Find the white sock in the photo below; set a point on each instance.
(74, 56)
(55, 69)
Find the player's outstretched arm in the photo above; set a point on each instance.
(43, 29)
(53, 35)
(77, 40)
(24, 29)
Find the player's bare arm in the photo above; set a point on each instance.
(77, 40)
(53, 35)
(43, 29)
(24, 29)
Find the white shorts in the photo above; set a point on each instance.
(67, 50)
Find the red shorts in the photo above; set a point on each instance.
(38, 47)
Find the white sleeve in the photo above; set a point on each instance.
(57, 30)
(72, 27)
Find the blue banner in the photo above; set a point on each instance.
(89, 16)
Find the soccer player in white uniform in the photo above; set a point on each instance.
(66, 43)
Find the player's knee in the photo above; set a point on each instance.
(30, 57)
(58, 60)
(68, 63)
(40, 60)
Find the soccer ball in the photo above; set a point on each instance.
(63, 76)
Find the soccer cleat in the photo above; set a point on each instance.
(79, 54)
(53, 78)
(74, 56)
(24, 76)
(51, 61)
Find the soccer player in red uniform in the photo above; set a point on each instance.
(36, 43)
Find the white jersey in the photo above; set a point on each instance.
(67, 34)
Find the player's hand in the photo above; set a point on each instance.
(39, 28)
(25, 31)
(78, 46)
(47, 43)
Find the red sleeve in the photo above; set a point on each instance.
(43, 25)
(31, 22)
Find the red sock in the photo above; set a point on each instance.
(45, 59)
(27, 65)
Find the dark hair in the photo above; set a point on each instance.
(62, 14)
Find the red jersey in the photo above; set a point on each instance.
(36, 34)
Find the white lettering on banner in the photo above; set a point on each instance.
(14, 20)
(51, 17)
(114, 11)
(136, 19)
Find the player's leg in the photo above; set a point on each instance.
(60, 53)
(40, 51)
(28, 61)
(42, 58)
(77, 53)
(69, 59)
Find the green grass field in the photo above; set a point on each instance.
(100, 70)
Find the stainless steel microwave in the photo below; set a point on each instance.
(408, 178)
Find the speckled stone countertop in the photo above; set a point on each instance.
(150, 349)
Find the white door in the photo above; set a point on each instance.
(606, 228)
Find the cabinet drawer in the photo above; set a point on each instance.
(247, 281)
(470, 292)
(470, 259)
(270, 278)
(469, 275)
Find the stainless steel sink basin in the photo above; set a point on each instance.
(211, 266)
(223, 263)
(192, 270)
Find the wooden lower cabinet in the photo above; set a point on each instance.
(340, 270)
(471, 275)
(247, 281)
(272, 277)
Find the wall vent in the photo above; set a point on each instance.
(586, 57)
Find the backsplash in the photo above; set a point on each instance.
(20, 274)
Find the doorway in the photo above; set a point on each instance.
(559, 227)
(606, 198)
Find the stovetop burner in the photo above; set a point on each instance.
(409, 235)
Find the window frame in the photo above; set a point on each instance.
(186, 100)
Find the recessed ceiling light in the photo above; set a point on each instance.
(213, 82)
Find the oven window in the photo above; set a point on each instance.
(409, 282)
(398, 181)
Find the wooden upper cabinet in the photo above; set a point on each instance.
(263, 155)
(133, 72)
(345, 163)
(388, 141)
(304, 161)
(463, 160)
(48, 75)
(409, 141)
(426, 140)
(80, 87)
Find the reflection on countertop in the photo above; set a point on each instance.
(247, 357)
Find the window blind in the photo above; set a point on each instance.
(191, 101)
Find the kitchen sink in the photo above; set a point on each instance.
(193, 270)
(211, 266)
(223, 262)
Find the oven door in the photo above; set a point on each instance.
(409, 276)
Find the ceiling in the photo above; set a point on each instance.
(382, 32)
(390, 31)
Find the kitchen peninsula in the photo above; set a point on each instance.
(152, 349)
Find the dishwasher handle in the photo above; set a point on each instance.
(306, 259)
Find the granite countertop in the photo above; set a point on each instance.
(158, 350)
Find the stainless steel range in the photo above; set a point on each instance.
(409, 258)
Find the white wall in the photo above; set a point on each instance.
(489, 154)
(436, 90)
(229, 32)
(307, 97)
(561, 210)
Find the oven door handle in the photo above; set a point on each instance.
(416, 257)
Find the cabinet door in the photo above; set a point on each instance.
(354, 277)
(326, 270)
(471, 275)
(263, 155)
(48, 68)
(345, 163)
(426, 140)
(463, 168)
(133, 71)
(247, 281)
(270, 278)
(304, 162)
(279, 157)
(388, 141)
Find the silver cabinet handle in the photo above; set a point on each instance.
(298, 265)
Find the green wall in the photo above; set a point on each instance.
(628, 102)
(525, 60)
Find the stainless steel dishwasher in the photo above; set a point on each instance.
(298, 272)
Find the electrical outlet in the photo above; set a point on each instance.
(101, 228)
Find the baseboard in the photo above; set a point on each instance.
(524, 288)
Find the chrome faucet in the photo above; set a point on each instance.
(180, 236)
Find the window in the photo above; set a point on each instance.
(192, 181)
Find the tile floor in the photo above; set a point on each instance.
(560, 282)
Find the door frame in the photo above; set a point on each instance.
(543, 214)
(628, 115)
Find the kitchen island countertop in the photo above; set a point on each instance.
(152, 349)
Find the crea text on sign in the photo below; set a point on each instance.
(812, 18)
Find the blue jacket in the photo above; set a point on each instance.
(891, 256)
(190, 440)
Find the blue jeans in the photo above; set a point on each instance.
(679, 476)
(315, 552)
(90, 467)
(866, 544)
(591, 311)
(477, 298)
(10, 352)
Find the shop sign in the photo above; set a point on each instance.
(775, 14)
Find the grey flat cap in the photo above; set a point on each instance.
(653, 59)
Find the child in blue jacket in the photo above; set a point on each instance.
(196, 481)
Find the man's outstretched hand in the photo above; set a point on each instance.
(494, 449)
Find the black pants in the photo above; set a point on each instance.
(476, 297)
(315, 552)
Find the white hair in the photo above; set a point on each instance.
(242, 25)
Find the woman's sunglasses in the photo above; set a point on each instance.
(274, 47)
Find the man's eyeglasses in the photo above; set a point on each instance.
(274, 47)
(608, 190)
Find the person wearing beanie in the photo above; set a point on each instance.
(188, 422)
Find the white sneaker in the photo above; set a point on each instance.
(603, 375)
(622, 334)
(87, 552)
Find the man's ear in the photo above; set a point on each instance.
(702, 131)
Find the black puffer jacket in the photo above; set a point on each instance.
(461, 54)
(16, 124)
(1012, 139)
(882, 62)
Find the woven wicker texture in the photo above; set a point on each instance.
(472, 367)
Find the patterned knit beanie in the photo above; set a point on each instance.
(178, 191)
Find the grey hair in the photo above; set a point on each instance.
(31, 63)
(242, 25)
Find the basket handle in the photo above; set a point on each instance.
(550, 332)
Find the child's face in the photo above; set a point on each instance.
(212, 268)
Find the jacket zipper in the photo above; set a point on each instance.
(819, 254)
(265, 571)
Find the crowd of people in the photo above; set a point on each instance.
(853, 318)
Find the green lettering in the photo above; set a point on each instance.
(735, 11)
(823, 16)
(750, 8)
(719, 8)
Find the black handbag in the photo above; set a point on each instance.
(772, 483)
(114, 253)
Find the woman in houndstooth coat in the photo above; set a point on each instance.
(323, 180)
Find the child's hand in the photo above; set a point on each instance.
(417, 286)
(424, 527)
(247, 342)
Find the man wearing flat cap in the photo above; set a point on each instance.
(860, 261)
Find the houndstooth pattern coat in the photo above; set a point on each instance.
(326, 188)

--------------------------------------------------

◆ **Work item**
Take the line with "Find the person" and every line after it in the data, and please reproduce them exactly, leaving out all other lines.

◆ **Response to the task**
Find the person wearing beanie in the photo above; set a point on each instance.
(188, 422)
Find the white sneaker in the photo above; set a point on each instance.
(603, 375)
(622, 334)
(87, 552)
Find the man's ear in the photo above; set a point on each instance.
(702, 131)
Find the black puffer jacket in the photo above; set a point on each instance.
(461, 54)
(16, 124)
(1012, 139)
(882, 62)
Find the woven wicker texture in the photo above; set a point on each instance.
(472, 367)
Find the patterned knit beanie in the photo above; set a point on each instance.
(178, 191)
Find the grey hair in the photo above; set a point on each instance.
(31, 63)
(242, 25)
Find the basket handle in the photo above; set a point on each instance.
(550, 332)
Find the child's face in the photo above; set a point on each instance.
(212, 268)
Find the jacket zipper in the photo above; set a point on each instance.
(819, 254)
(265, 571)
Find the crowd of people in the photo above; set a point on each instance.
(853, 318)
Find the green lettering in the photo above; set a point on each instance.
(735, 11)
(823, 16)
(750, 8)
(719, 8)
Find the black handbag in the photo above; set a point on each instance.
(772, 483)
(114, 253)
Find the woman in houndstooth coat in the photo above; set a point on each instance.
(323, 180)
Find the child's hand in the photo above; set a point on each instance.
(417, 286)
(424, 527)
(247, 342)
Find the man wearing flat cap in the photo above; set a point on each instance.
(860, 261)
Find the houndstooth pattern coat in the photo above; set a point on each instance.
(326, 188)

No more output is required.